◆ **INSTRUCTIONS TO FOLLOW**: The records below are to be repeated exactly, and their pictures left out.

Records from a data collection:
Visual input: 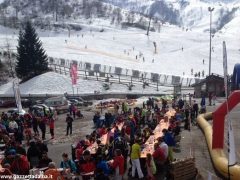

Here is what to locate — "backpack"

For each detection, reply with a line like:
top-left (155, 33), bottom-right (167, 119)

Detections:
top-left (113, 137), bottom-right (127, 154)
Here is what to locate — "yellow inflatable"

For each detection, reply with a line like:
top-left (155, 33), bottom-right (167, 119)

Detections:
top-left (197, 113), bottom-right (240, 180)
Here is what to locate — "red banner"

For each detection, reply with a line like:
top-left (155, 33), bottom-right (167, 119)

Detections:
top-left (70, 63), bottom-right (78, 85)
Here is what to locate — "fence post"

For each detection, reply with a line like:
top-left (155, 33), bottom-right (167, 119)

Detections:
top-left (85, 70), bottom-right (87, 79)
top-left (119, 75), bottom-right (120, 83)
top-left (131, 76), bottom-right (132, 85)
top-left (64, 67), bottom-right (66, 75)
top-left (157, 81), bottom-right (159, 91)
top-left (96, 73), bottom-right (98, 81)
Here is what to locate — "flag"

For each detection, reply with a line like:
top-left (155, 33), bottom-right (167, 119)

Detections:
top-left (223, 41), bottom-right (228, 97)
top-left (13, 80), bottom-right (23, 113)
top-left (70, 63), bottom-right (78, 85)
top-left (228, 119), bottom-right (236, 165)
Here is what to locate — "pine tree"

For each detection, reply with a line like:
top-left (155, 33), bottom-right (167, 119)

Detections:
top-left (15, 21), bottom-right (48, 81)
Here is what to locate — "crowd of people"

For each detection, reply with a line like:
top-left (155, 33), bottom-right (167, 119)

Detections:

◆ **TASK SOLUTION**:
Visual input: 

Here is what to locate — "backpack"

For each detection, reply with a line like:
top-left (155, 33), bottom-right (167, 119)

Detections:
top-left (113, 137), bottom-right (127, 154)
Here is what to locate — "yellow inflatable"

For each detection, reply with a line like:
top-left (155, 33), bottom-right (167, 119)

Detections:
top-left (197, 113), bottom-right (240, 180)
Here is what to locate — "red banner"

For each detection, reply with a line like:
top-left (155, 33), bottom-right (167, 119)

Detections:
top-left (70, 63), bottom-right (78, 85)
Here is what to locate — "fence post"

For each detection, reply with a line like:
top-left (155, 33), bottom-right (167, 119)

Detections:
top-left (85, 70), bottom-right (87, 79)
top-left (119, 75), bottom-right (120, 83)
top-left (131, 76), bottom-right (132, 85)
top-left (64, 67), bottom-right (66, 75)
top-left (157, 81), bottom-right (159, 91)
top-left (96, 73), bottom-right (98, 81)
Here is what to locate — "flag"

For each detection, reply with a line like:
top-left (155, 33), bottom-right (167, 119)

Detections:
top-left (223, 41), bottom-right (228, 97)
top-left (13, 80), bottom-right (23, 113)
top-left (70, 63), bottom-right (78, 85)
top-left (228, 119), bottom-right (236, 165)
Here is what to locate — "pine tree"

For each detection, reply with a line like:
top-left (155, 33), bottom-right (167, 119)

Detections:
top-left (15, 21), bottom-right (48, 81)
Here is what to locate — "crowd of people"

For each detection, reply with a line like:
top-left (155, 33), bottom-right (167, 119)

Detections:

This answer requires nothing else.